**REQUISITOS DO EXERCÍCIO**
A: Indique todos os membros da família Mello que o texto sobre o Monte da Ravasqueira menciona pelo nome.
B: Imprima o texto sobre o Monte da Ravasqueira desde "Na família há" até "acalenta a alma.", inclusive.

**TEXTO DA PÁGINA**

┏━━

Na família há 74 anos, o Monte da Ravasqueira é o legado preservado pela dedicação e pela arte de fazer vinho, para desfrutar com a mesma tranquilidade com que o Alentejo nos acalenta a alma.
O retrato da paixão de José Manuel de Mello pela caça
O céu, ora nublado, ora soalheiro, acompanhou a viagem rumo ao concelho de Arraiolos, vila do distrito de Évora, no Alentejo até, por fim, o destino aumentar de tamanho à medida que nos aproximávamos. Ei-lo, o Monte da Ravasqueira, propriedade secular e pertença da família Mello há três gerações, mais concretamente desde 1943, quando foi adquirida por Manuel Augusto de Mello, que a passou para as mãos do filho José Manuel de Mello, em 1966, tendo sido recuperada, na sua totalidade, duas décadas mais tarde. Hoje, é um dos netos, Pedro de Mello, quem está à frente do Monte da Ravasqueira, com o propósito de preservar a paixão do pai, o legado do vinho e da vinha.
Sob o mote do vinho, iniciamos esta viagem num monte com 250 metros de altitude, 29 talhões de vinha, os quais correspondem a 44 hectares de terra caracterizado como um “terroir declivoso” localizado numa zona de transição para o Alto Alentejo, e com o registo total de três mil hectares.

┗━━

**MATERIAL FORNECIDO**
┏━━

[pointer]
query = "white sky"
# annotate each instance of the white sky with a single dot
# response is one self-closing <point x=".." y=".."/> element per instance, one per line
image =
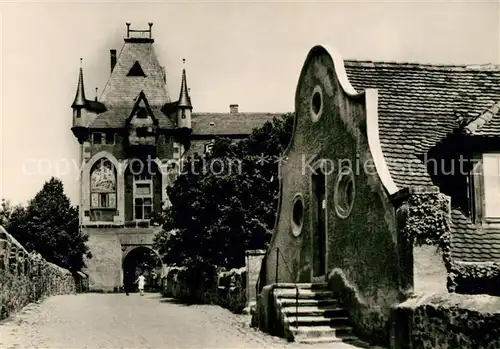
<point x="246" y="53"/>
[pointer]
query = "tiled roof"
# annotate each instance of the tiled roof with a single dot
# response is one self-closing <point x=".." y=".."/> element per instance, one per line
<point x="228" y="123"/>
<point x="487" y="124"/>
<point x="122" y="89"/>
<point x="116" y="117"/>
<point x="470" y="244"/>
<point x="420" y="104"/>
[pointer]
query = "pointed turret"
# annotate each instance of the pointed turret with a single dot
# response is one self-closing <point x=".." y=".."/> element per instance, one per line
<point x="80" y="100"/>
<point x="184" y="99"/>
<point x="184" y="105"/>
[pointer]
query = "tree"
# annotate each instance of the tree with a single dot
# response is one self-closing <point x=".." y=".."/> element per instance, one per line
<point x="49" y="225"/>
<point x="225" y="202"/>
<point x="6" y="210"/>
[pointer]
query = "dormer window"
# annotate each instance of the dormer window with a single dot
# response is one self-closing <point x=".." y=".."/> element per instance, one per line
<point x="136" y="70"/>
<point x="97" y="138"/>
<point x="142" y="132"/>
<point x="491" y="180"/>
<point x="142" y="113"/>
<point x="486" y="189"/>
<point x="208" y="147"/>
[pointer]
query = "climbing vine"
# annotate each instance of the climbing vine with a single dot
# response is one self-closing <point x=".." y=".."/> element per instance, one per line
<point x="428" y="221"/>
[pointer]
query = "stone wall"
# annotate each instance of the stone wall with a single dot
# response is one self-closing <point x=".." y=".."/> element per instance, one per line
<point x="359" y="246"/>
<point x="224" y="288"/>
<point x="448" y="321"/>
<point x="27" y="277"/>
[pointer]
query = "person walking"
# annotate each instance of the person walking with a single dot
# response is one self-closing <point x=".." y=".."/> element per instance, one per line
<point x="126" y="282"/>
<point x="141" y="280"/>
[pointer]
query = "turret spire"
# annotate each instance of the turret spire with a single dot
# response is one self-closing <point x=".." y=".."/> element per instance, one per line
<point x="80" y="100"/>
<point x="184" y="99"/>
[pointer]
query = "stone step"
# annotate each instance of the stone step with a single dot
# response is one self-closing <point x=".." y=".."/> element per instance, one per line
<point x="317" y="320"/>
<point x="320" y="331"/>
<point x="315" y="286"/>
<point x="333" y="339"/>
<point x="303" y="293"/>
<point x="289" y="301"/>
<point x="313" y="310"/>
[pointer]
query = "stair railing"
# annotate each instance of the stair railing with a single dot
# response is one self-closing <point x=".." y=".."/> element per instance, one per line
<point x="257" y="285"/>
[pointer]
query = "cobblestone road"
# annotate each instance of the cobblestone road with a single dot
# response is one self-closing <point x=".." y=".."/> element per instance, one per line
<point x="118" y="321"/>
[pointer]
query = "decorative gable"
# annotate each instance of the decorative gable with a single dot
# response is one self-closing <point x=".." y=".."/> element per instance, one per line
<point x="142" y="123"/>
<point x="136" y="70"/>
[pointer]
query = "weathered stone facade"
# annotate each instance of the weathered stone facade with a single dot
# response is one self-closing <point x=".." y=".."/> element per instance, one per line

┗━━

**SOLUÇÕES POR TAREFA**
A: Manuel Augusto de Mello, José Manuel de Mello e Pedro de Mello.

B:
Na família há 74 anos, o Monte da Ravasqueira é o legado preservado pela dedicação e pela arte de fazer vinho, para desfrutar com a mesma tranquilidade com que o Alentejo nos acalenta a alma.